**Exercise**
The records below need copying. Match each line exactly.

**Supplied information**
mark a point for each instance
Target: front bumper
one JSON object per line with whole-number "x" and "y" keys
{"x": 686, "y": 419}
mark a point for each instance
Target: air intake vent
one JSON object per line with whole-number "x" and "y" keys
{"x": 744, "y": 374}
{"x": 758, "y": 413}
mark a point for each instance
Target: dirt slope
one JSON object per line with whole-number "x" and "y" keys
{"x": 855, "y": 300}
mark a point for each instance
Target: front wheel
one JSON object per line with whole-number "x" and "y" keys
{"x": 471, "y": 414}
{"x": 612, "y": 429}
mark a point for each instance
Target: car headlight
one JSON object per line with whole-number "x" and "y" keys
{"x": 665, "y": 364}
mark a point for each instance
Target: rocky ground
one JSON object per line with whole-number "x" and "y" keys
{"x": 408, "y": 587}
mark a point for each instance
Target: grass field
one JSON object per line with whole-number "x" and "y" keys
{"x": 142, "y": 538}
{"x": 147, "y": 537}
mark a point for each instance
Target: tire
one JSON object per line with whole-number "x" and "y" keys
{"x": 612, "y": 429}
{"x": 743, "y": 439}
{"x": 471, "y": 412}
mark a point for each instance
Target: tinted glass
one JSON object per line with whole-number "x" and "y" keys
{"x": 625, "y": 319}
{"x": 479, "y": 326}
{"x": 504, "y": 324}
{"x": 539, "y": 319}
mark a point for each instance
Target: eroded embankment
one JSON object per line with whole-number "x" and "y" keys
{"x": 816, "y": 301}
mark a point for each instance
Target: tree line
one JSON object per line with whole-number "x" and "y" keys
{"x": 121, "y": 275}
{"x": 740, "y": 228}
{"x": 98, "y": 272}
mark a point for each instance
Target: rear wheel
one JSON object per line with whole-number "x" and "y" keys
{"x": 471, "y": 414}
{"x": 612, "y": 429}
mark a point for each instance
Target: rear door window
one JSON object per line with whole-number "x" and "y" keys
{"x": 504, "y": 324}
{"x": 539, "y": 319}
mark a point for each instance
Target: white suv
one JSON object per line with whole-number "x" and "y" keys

**Answer for this exercise**
mark a point for each instance
Target: front bumper
one JSON object per line with whole-number "x" and "y" keys
{"x": 686, "y": 419}
mark a point for each instance
Target: air intake vent
one JSON object per line with whole-number "x" and "y" keys
{"x": 744, "y": 374}
{"x": 758, "y": 413}
mark a point for each instance
Target: dirt slope
one JSON object per line with whole-number "x" and "y" keys
{"x": 855, "y": 300}
mark a point for each instance
Target: front wheel
one JSON object per line with whole-number "x" and "y" keys
{"x": 471, "y": 414}
{"x": 612, "y": 429}
mark a point for each instance
Target: car headlight
one JSON object per line with whole-number "x" and "y" keys
{"x": 665, "y": 364}
mark a point for each instance
Target: rocky ground
one JSON object per line with whole-number "x" and "y" keys
{"x": 408, "y": 587}
mark a point for each instance
Target: grass field
one JSON object per line with whole-number "x" and "y" keys
{"x": 142, "y": 538}
{"x": 147, "y": 537}
mark a point for each instance
Target: tire
one JSON object per line with whole-number "x" and "y" keys
{"x": 612, "y": 429}
{"x": 743, "y": 439}
{"x": 471, "y": 412}
mark a point for each instance
Target: tinted glass
one JSON object per line with whole-number "x" and "y" keys
{"x": 625, "y": 319}
{"x": 479, "y": 326}
{"x": 504, "y": 324}
{"x": 539, "y": 319}
mark a point for each instance
Target: eroded embankment
one JSON object per line with whole-number "x" and "y" keys
{"x": 816, "y": 301}
mark a point for each instance
Target: tree line
one JSON object per line with whole-number "x" and "y" keys
{"x": 121, "y": 275}
{"x": 740, "y": 228}
{"x": 98, "y": 272}
mark a point for each instance
Target: rear wheel
one JSON object per line with whole-number "x" and "y" keys
{"x": 471, "y": 414}
{"x": 612, "y": 429}
mark a point for each instance
Target: rear door window
one JSON object per line with whole-number "x" and "y" keys
{"x": 504, "y": 324}
{"x": 539, "y": 319}
mark a point for each instance
Target: white suv
one JSON object per line with whole-number "x" and "y" keys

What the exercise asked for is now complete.